▸ Your task: Write out the items word for word, starting with their very first line and continuing through the line that contains "894L643 891L638 966L591", with that line included.

[Entries provided Boundary: Start]

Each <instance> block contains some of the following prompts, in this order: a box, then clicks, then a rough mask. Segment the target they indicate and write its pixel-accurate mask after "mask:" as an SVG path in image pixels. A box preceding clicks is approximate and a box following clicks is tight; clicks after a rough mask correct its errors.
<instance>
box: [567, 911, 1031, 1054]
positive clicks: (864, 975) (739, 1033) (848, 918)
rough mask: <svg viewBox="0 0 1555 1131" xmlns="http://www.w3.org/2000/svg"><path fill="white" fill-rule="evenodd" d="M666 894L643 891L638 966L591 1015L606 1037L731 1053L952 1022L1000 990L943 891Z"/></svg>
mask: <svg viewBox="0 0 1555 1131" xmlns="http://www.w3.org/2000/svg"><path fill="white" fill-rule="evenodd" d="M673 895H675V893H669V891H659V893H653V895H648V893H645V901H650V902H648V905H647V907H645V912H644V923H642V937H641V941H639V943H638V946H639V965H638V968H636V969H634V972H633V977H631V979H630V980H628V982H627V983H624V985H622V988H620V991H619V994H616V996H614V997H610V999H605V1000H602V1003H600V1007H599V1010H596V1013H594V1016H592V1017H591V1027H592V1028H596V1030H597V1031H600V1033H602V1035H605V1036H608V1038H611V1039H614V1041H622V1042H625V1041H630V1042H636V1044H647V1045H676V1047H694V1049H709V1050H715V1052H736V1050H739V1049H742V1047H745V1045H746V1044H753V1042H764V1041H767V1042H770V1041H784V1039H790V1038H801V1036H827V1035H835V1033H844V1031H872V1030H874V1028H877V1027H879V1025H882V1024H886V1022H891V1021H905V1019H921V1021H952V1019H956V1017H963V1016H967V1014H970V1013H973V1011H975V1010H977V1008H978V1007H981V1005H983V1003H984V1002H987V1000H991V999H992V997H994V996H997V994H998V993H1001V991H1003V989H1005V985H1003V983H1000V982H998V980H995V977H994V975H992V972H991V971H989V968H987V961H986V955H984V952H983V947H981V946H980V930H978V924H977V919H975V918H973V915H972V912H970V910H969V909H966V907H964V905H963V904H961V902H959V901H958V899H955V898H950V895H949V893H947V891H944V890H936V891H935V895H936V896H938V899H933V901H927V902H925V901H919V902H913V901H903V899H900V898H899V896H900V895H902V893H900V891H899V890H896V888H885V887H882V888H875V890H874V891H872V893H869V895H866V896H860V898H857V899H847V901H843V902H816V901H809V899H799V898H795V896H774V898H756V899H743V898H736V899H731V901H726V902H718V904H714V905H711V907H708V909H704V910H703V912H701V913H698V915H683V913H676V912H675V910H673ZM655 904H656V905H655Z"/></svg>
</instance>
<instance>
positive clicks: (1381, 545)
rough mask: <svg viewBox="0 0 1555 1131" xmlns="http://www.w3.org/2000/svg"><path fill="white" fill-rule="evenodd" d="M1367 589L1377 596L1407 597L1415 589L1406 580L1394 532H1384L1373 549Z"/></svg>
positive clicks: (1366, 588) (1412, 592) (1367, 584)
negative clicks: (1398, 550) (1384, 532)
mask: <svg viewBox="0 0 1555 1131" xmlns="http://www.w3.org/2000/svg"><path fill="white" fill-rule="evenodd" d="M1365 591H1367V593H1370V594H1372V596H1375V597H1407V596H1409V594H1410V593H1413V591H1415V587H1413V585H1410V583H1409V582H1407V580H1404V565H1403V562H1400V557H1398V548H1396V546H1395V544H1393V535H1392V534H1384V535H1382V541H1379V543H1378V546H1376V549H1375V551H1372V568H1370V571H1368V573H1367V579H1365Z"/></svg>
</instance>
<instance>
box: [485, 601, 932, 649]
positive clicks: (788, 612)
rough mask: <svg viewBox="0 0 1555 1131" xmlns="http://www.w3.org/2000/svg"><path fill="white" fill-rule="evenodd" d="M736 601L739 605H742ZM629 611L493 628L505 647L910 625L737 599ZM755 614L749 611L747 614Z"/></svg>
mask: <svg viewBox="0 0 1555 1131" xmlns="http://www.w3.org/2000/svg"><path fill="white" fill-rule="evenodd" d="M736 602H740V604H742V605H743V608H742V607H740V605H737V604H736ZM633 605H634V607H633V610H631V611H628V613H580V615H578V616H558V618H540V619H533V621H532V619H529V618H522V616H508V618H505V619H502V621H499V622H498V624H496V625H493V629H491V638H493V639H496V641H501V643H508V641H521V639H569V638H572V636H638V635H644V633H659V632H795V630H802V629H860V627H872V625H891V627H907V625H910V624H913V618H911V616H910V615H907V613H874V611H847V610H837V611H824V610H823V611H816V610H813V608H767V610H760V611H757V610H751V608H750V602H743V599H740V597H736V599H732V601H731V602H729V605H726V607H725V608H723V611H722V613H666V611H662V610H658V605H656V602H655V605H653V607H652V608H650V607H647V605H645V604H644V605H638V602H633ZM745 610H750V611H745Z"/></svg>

[Entries provided Boundary: End]

▸ Completed exercise:
Each <instance> block contains some of the following prompts, in this order: a box, then clicks, then a rough mask. Segment the target they indicate and write its pixel-accurate mask after "mask:" as an SVG path in image pixels. A box preceding clicks is approximate and a box following clicks is tight; clicks after a rough mask correct its errors.
<instance>
box: [567, 911, 1031, 1054]
positive clicks: (864, 975) (739, 1033) (848, 918)
rough mask: <svg viewBox="0 0 1555 1131" xmlns="http://www.w3.org/2000/svg"><path fill="white" fill-rule="evenodd" d="M666 894L643 891L638 966L591 1015L606 1037L731 1053L952 1022L1000 990L943 891Z"/></svg>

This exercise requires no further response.